[Stored dataset items]
-------------------------

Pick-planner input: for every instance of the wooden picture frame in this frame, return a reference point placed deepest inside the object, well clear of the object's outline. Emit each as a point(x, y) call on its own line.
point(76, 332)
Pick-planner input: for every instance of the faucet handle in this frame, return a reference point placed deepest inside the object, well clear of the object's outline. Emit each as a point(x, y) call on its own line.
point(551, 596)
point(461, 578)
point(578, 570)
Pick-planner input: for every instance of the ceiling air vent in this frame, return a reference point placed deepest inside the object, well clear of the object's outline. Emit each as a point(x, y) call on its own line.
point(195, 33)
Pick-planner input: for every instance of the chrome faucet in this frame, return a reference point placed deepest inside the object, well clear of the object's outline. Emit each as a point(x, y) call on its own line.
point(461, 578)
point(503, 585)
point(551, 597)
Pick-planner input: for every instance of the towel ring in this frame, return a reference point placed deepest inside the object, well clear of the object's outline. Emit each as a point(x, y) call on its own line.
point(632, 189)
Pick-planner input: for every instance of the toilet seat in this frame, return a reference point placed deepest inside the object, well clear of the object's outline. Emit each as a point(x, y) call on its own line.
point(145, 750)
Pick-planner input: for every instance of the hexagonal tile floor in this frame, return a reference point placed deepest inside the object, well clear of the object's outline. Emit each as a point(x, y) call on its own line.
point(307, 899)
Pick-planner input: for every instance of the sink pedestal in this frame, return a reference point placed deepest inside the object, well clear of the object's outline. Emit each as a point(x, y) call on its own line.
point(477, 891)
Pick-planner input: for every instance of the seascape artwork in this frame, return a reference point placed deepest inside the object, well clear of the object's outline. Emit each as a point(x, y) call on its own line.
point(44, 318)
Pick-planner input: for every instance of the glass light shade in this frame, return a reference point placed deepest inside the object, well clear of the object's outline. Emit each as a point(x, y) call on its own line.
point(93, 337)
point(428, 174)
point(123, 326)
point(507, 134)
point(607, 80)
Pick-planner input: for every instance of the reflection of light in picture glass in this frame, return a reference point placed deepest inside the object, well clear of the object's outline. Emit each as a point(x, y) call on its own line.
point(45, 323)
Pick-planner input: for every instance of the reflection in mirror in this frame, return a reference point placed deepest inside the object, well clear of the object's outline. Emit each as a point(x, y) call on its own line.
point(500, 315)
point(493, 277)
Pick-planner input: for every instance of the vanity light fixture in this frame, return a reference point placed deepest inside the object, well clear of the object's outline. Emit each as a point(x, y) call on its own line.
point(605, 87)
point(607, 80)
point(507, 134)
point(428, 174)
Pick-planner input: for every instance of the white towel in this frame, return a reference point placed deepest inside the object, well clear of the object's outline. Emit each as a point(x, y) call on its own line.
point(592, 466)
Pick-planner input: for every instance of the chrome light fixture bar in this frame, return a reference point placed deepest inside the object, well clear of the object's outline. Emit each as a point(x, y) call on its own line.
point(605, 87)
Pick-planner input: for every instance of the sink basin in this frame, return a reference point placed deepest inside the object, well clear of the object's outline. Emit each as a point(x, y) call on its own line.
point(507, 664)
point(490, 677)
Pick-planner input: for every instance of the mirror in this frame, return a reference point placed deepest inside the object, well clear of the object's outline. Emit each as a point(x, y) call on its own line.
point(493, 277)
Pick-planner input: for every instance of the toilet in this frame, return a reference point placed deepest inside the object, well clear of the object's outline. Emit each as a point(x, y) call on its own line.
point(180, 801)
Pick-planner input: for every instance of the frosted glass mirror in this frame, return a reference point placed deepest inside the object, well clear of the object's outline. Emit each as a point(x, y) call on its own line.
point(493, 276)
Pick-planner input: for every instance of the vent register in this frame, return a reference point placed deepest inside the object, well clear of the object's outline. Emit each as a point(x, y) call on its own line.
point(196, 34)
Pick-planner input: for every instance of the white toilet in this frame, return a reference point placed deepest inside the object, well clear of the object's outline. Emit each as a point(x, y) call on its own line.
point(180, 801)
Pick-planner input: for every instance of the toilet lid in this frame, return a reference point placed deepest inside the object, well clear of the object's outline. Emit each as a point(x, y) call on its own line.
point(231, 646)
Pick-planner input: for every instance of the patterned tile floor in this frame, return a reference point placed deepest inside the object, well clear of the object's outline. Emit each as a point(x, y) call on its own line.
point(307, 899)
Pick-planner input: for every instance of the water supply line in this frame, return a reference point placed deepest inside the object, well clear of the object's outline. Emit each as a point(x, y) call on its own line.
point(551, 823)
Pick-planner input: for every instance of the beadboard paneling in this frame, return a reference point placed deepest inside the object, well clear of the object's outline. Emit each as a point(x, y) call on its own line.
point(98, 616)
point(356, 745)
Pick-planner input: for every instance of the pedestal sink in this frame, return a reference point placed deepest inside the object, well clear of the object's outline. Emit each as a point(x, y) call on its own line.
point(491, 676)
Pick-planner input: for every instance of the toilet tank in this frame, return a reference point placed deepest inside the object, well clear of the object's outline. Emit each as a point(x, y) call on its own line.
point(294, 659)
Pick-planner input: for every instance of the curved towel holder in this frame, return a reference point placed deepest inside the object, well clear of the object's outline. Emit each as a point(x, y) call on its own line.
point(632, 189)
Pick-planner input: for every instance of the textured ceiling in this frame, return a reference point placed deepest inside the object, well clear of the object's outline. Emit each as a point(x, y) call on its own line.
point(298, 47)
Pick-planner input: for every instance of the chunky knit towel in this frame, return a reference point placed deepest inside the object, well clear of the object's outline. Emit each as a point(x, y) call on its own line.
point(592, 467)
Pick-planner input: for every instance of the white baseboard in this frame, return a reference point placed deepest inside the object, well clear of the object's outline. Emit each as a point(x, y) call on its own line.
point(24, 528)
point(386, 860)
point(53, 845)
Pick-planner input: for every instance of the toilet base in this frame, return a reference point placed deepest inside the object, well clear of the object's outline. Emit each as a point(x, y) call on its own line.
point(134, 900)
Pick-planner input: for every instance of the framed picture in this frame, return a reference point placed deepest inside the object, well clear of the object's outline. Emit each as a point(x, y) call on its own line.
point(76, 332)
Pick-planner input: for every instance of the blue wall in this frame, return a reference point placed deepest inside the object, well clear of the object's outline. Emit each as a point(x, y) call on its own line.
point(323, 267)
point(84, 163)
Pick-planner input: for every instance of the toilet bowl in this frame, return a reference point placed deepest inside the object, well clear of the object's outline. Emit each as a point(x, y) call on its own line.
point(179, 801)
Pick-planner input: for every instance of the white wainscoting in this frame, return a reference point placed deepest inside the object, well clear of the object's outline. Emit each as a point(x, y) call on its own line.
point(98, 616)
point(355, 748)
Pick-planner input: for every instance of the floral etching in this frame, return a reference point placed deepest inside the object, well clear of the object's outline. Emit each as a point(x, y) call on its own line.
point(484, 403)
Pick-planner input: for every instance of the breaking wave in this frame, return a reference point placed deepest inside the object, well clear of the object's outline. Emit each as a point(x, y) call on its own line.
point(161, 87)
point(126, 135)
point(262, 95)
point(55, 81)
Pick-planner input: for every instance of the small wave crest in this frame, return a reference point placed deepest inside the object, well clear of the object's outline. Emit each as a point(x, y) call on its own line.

-------------------------

WHAT TO DO ->
Copy out all of the records above, substituting "target point" for every occurrence of "reference point" and changing nothing else.

WRITTEN ANSWER ->
Pick-planner input: for every instance of the wooden picture frame in this frame, return a target point placed deepest inside the object, well clear of the object's outline. Emit each as a point(x, y) call on its own line.
point(76, 332)
Pick-planner input: for every instance of the faucet handle in this frame, return a target point placed deepest inside the object, well clear of the object's outline. Emit each as a point(x, y) call on its own line.
point(551, 596)
point(461, 578)
point(578, 570)
Pick-planner input: for every instance of the ceiling air vent in this frame, return a target point placed deepest inside the object, well clear of the object's outline. Emit each as a point(x, y) call on its own line.
point(195, 33)
Pick-planner input: for every instance of the chrome faucet in this frame, return a target point placed deepest inside the object, well clear of the object's outline. Emit each as a point(x, y) call on its own line.
point(461, 578)
point(503, 585)
point(551, 597)
Pick-planner input: for every instance of the towel ring in this frame, return a target point placed deepest inside the object, well clear of the object's outline. Emit each as a point(x, y) call on its own line.
point(632, 189)
Pick-planner input: for every instance of the toilet seat in this frame, return a target point placed deepest inside the object, well clear of the object's outline. Emit each as a point(x, y) call on its own line.
point(145, 750)
Pick-planner input: for every instance of the hexagonal tile floor in this frame, return a target point placed deepest inside the object, well clear of the object's outline. Emit each as a point(x, y) call on its own line.
point(307, 899)
Pick-planner input: for every instance of the sink pedestal in this frame, return a target point placed deepest inside the object, well clear of the object's outline. Emit each as a point(x, y) call on its own line.
point(477, 891)
Pick-planner input: for every instance of the seascape artwork in this frame, return a target point placed deepest inside the object, well clear of the object's outline. Emit each as a point(x, y) call on its own line.
point(44, 318)
Pick-planner input: for every instance of the glass light shade in this frame, return a target point placed deepest inside the object, well clear of the object's outline. Emit each as a point(x, y) call on its own line.
point(93, 337)
point(428, 174)
point(123, 326)
point(507, 134)
point(607, 80)
Pick-planner input: for every instance of the reflection of light in picture glass in this frame, return a target point placed deepest inside the object, well clear of the object's outline. Emit each as a point(x, y) call on its own line.
point(45, 323)
Pick-planner input: for every instance of the reflection in mirror in this frame, return a target point placed deepest inside the object, well clear of the object's outline. Emit each as a point(x, y) call on its own line.
point(500, 315)
point(493, 277)
Pick-planner input: for every instance of the vanity light fixture in this frame, return a target point placed deepest inside the object, well clear of the object's outline. Emit each as a point(x, y) call on its own line.
point(605, 87)
point(607, 80)
point(507, 134)
point(428, 174)
Pick-planner input: for every instance of the white towel in this frame, return a target point placed deepest inside the object, well clear of the object's outline. Emit each as a point(x, y) call on its own line.
point(592, 466)
Pick-planner input: for every instance of the chrome light fixture bar in this frame, return a target point placed deepest inside the object, well clear of the object's outline. Emit each as a point(x, y) call on its own line.
point(605, 87)
Pick-planner input: for every instance of the sink basin in this frame, return a target point placed deepest inside the object, well clear of the object's outline. Emit each as a point(x, y) call on its own line.
point(507, 664)
point(490, 677)
Pick-planner input: for every instance of the mirror in this frame, return a target point placed deepest inside the object, well clear of the object's outline. Emit each as a point(x, y) call on its own line.
point(493, 277)
Pick-planner input: for every instance of the toilet in this frame, return a target point placed deepest inside the object, well clear of the object's outline. Emit each as a point(x, y) call on its own line.
point(180, 801)
Pick-planner input: for every instance of the frosted glass mirror in this frame, return a target point placed deepest inside the object, well clear of the object's outline. Emit each as a point(x, y) call on its own line.
point(493, 276)
Pick-planner input: for every instance of the vent register in this frame, return a target point placed deepest inside the object, well clear of the object's outline. Emit each as a point(x, y) call on its own line.
point(196, 34)
Pick-planner input: for every instance of the white toilet in this frame, return a target point placed deepest inside the object, well clear of the object's outline. Emit each as a point(x, y) call on its own line.
point(180, 801)
Pick-planner input: for every instance of the toilet lid in this frame, return a target point placed deepest inside the object, well clear of the object's outline. Emit each as a point(x, y) call on its own line.
point(231, 646)
Pick-planner input: for every instance of the patterned tile floor in this frame, return a target point placed deepest inside the object, well clear of the object's outline. Emit each as a point(x, y) call on its own line.
point(307, 899)
Pick-planner input: for every instance of the water supply line in this frame, return a target point placed deepest inside the object, well clear of the object's outline. Emit each as a point(x, y) call on its own line.
point(551, 823)
Pick-planner input: for every instance of the beadboard paneling in this frame, return a target point placed deepest inside the object, well clear of the object's outline. Emit each as a point(x, y) call on its own line.
point(98, 616)
point(356, 745)
Pick-planner input: for every instance of the pedestal sink in this frame, return a target point placed deepest inside the object, well clear of the object's outline. Emit each as a point(x, y) call on its own line.
point(491, 676)
Pick-planner input: for every instance of the toilet tank in this frame, return a target point placed deepest inside the object, well clear of the object's outline. Emit each as a point(x, y) call on its own line.
point(294, 659)
Pick-planner input: for every instance of the curved towel holder in this frame, return a target point placed deepest inside the object, well clear of the object's outline. Emit each as a point(x, y) call on its own line.
point(632, 189)
Pick-planner input: for every instance of the textured ceiling in this frame, return a target point placed deepest inside the object, well clear of the object's outline. Emit each as a point(x, y) call on its own line.
point(298, 47)
Pick-planner input: for every instance of the chunky knit towel in this frame, return a target point placed deepest inside the object, well clear of the object's outline. Emit each as a point(x, y) call on its own line.
point(592, 467)
Pick-planner input: for every instance of the white baseboard in this frame, return a target point placed deepest inside the object, well clear of the object's outline. Emit each as a point(x, y) call on its own line.
point(24, 528)
point(386, 860)
point(53, 845)
Pick-planner input: for every instance of the toilet base in this frame, return a target point placed deepest inside the object, well clear of the object's outline. Emit each as a point(x, y) call on its own line.
point(134, 900)
Pick-planner input: for every instance of the framed picture in this frame, return a target point placed deepest inside the object, well clear of the object's outline. Emit each as a point(x, y) call on its own line.
point(76, 332)
Pick-planner input: for every instance of the blue wall in this frame, return a target point placed deepest inside the object, well clear of the object's outline. Emit each as a point(x, y) call on its own line.
point(323, 267)
point(84, 163)
Pick-planner input: for every instance of the toilet bowl in this frame, return a target point placed deepest inside the object, well clear of the object's outline. Emit each as a point(x, y) call on its own line.
point(179, 801)
Pick-planner input: for every instance of the white wainscoting in this frame, return a target point placed deepest inside the object, well clear of the object's outline. Emit each as a point(x, y) call on its own line.
point(98, 616)
point(355, 748)
Pick-planner input: for every instance of the floral etching in this frame, return a target point placed deepest inside the object, well clear of the object's outline. Emit each as a point(x, y) call on its own line.
point(484, 403)
Pick-planner input: for every instance of the breaking wave in this frame, return a target point placed deepest inside the object, well clear of the object's outline. Emit each as a point(x, y) call on its own line.
point(161, 87)
point(126, 135)
point(262, 95)
point(55, 81)
Pick-planner input: for every instance of the small wave crest in this frame, return a target point placed deepest inside the object, well clear of the object's outline. Emit each as a point(x, y) call on its own line.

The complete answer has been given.